_To be done:_ Write the next part of the essay on how followers of Jesus and systemites respond to criticism of their morality, beginning after its final sentence.

_Source extract:_
I've been thinking about writing an article which sums up what are the main differences between followers of Jesus and systemites.  Certainly over the years we must have made dozens of references to this, in particular, with regard to what causes some followers of Jesus to backslide, while others do not.

Maybe it's just my feeble old brain, but at the moment, the only thing I can think of is that systemites resist criticism with regard to their morality, whereas followers of Jesus try to stay open to criticism with regard to their morality.

The reason I've worded it that way is because I think that systemites do accept criticism (and practice self-discipline) within certain limits.  They may try to meet certain standards in their occupation.  They try to improve skills such as cooking, sports, and craftsmanship.  And they may even tolerate the occasional hint that their ethics need some adjustments.  However, it doesn't take very much at all for friends to be jettisoned if they probe too deeply into the morality of their associates.

Amongst Christians, on the other hand, we are given clear instructions about dealing with a brother or sister who has been caught in a fault.  As Jesus Christians, we used to call these instructions "grievance meetings".  Ideally, you just spoke personally to the person whom you thought was doing something wrong, and they took the criticism to heart and at least tried to change.

But imagine if you were to do that with your friends in the world.  As I said above, you might be able to hint, for example, that an associate at work should stop beating his wife; but if you push it too far, you will neither change the associate, nor keep the friendship.  After one or two hints, most of us just pull our neck in and "butt out".

_Data supplied:_
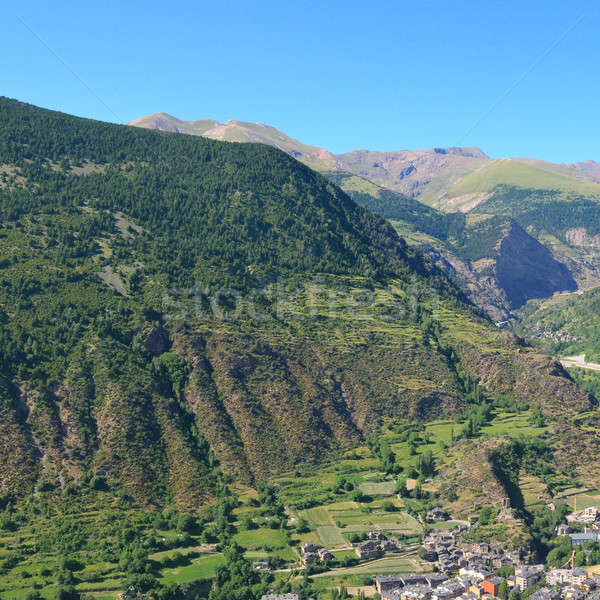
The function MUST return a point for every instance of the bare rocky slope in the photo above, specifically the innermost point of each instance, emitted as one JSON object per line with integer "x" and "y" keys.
{"x": 262, "y": 319}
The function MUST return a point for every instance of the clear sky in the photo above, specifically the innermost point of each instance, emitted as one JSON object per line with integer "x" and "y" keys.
{"x": 339, "y": 74}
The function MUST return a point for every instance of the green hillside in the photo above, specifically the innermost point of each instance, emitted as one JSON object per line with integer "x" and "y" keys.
{"x": 242, "y": 131}
{"x": 567, "y": 324}
{"x": 185, "y": 325}
{"x": 507, "y": 172}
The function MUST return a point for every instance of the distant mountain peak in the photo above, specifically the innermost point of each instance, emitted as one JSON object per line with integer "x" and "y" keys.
{"x": 469, "y": 152}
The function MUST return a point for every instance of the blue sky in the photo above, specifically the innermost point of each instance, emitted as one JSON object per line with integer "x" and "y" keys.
{"x": 343, "y": 75}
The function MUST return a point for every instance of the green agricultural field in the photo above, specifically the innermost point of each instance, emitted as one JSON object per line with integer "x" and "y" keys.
{"x": 381, "y": 488}
{"x": 201, "y": 568}
{"x": 256, "y": 538}
{"x": 331, "y": 536}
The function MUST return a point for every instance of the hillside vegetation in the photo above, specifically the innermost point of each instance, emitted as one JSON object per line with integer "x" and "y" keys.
{"x": 131, "y": 350}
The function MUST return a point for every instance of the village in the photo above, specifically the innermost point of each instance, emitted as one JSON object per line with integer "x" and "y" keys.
{"x": 473, "y": 570}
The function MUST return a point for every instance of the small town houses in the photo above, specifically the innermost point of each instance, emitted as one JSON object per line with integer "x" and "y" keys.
{"x": 560, "y": 584}
{"x": 375, "y": 546}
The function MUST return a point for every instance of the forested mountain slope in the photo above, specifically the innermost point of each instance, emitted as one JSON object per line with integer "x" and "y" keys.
{"x": 170, "y": 302}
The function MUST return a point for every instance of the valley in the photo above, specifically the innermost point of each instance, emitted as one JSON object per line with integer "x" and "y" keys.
{"x": 223, "y": 373}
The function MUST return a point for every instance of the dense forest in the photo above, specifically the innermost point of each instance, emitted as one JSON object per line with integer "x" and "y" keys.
{"x": 305, "y": 319}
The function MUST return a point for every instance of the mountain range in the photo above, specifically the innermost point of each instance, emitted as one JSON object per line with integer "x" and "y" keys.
{"x": 169, "y": 302}
{"x": 505, "y": 231}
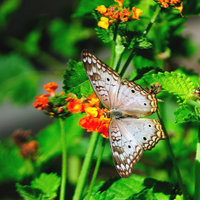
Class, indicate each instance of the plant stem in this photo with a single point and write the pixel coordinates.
(86, 166)
(197, 169)
(133, 52)
(64, 160)
(158, 8)
(103, 142)
(185, 195)
(112, 57)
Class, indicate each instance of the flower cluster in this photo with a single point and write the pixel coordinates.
(94, 119)
(28, 149)
(62, 105)
(116, 13)
(177, 4)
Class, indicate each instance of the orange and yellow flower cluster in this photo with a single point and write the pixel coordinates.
(61, 105)
(94, 119)
(116, 13)
(172, 3)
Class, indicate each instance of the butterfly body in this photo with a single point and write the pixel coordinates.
(129, 136)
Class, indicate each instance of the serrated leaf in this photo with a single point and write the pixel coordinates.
(134, 187)
(86, 6)
(175, 83)
(103, 35)
(48, 184)
(185, 114)
(76, 80)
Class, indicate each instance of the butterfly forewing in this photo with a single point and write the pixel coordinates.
(104, 80)
(128, 136)
(126, 151)
(134, 101)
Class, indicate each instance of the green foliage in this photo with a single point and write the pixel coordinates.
(44, 187)
(75, 79)
(6, 9)
(178, 84)
(64, 37)
(13, 166)
(135, 187)
(86, 7)
(103, 35)
(18, 79)
(187, 114)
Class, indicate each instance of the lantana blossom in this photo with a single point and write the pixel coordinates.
(117, 13)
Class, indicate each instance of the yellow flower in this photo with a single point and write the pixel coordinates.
(136, 13)
(120, 2)
(91, 111)
(103, 23)
(102, 9)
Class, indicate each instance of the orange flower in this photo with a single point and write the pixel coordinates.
(120, 2)
(30, 149)
(102, 9)
(104, 130)
(92, 99)
(116, 13)
(91, 111)
(41, 102)
(136, 13)
(104, 23)
(180, 8)
(51, 87)
(75, 105)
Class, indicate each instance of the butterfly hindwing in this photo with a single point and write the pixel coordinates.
(104, 80)
(126, 151)
(147, 132)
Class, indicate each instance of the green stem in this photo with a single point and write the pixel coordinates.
(144, 34)
(86, 166)
(185, 195)
(103, 142)
(197, 169)
(127, 62)
(112, 57)
(64, 160)
(158, 8)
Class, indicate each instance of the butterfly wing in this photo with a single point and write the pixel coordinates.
(104, 80)
(126, 151)
(147, 132)
(134, 101)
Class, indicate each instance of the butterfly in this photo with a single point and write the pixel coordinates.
(126, 101)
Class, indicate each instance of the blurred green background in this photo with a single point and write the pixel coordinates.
(37, 38)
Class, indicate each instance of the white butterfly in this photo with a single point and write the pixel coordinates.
(126, 101)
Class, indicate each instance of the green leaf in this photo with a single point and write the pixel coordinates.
(176, 83)
(45, 187)
(86, 6)
(29, 193)
(6, 9)
(135, 187)
(76, 80)
(48, 184)
(186, 114)
(18, 79)
(103, 35)
(12, 165)
(65, 37)
(50, 139)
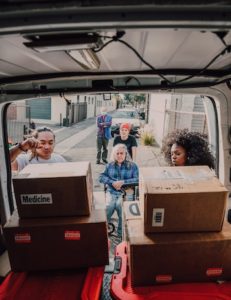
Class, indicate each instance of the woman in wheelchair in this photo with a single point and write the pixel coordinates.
(119, 173)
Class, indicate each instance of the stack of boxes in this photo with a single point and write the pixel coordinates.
(55, 225)
(176, 232)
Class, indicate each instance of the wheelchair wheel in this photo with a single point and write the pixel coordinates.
(110, 228)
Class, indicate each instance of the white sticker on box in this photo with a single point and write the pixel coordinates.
(36, 199)
(158, 217)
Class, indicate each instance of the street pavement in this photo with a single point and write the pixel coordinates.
(78, 143)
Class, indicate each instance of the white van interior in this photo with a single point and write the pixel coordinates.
(56, 55)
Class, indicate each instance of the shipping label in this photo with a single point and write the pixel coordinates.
(28, 199)
(72, 235)
(163, 278)
(158, 217)
(210, 272)
(22, 238)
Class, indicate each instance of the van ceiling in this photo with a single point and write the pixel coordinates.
(96, 46)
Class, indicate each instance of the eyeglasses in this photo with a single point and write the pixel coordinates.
(40, 129)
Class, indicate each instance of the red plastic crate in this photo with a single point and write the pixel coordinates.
(82, 284)
(121, 287)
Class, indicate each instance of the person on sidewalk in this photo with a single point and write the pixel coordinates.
(35, 150)
(118, 173)
(104, 121)
(127, 139)
(187, 148)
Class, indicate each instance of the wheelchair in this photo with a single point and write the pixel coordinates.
(127, 190)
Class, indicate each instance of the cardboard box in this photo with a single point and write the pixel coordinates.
(159, 258)
(57, 243)
(60, 189)
(179, 199)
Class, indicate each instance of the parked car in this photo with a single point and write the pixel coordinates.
(125, 115)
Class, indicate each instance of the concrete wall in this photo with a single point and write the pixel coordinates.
(158, 103)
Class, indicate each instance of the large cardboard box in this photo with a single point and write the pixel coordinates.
(60, 189)
(158, 258)
(57, 243)
(178, 199)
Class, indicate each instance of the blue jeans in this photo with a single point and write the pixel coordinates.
(115, 204)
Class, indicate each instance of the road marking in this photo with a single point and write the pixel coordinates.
(70, 142)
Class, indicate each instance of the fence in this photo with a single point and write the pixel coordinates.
(17, 123)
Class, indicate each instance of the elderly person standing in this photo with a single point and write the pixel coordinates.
(35, 150)
(104, 121)
(118, 173)
(127, 139)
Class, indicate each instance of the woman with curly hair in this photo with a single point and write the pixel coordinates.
(187, 148)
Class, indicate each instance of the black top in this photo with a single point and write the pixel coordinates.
(129, 142)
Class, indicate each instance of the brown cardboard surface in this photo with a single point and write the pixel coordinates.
(177, 257)
(180, 199)
(60, 189)
(57, 243)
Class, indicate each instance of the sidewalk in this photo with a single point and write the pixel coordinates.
(78, 143)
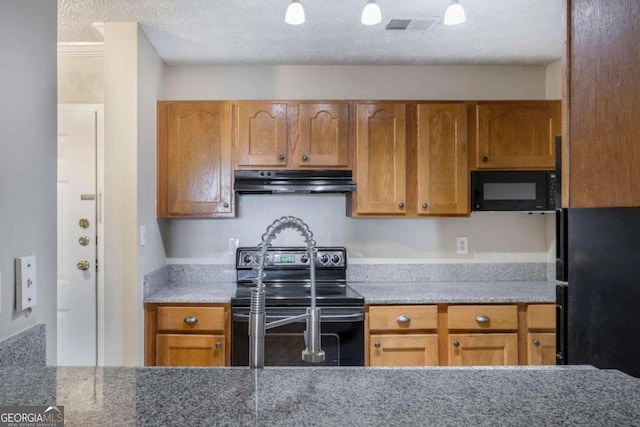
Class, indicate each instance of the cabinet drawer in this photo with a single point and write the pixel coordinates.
(483, 317)
(191, 318)
(541, 316)
(402, 317)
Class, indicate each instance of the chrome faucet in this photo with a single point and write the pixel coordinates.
(257, 318)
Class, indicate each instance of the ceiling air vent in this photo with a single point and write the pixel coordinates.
(415, 24)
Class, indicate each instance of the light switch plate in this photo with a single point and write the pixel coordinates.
(25, 282)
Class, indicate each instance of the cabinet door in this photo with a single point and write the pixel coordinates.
(517, 135)
(262, 134)
(483, 349)
(403, 350)
(443, 172)
(194, 159)
(190, 350)
(322, 135)
(541, 348)
(380, 159)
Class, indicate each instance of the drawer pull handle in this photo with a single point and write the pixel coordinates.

_Result of this exercise:_
Some systemites see this as part of being "adults".  Only children (and criminals... if they're caught) have to answer for their behaviour.  But the rest of us get to make our own rules, and do whatever we like, as long as it does not get in the way of others.  One can be proud, greedy, lazy, arrogant, even violent, and the only people who can say anything are the ones who are actually inconvenienced or hurt by those traits.  (Well, even bosses are not allowed to say much about lazy employees these days!)

For a moment, let's switch back to the Christian model.  If a personal expression of concern does not work, rather than just leaving it and walking away, instructions from Jesus call for us to actually bring other people into it.  Boy, if the initial criticism in itself was not offensive, dragging others into it certainly is sure to raise one's hackles.

Can you see how radically different the Christian approach is to the non-confrontational approach of the average systemite?  And certainly if you examine the history of those who have given the teachings of Jesus a try and then left them, you will see a virtually universal hatred for the accountability that goes with the Christian approach.  Some of them may be quite religious, may follow a lot of rules which they have imposed on themselves, and may accept criticisms in many other areas.  But when it comes to their spiritual welfare, God help anyone who tries to bring others into correcting them!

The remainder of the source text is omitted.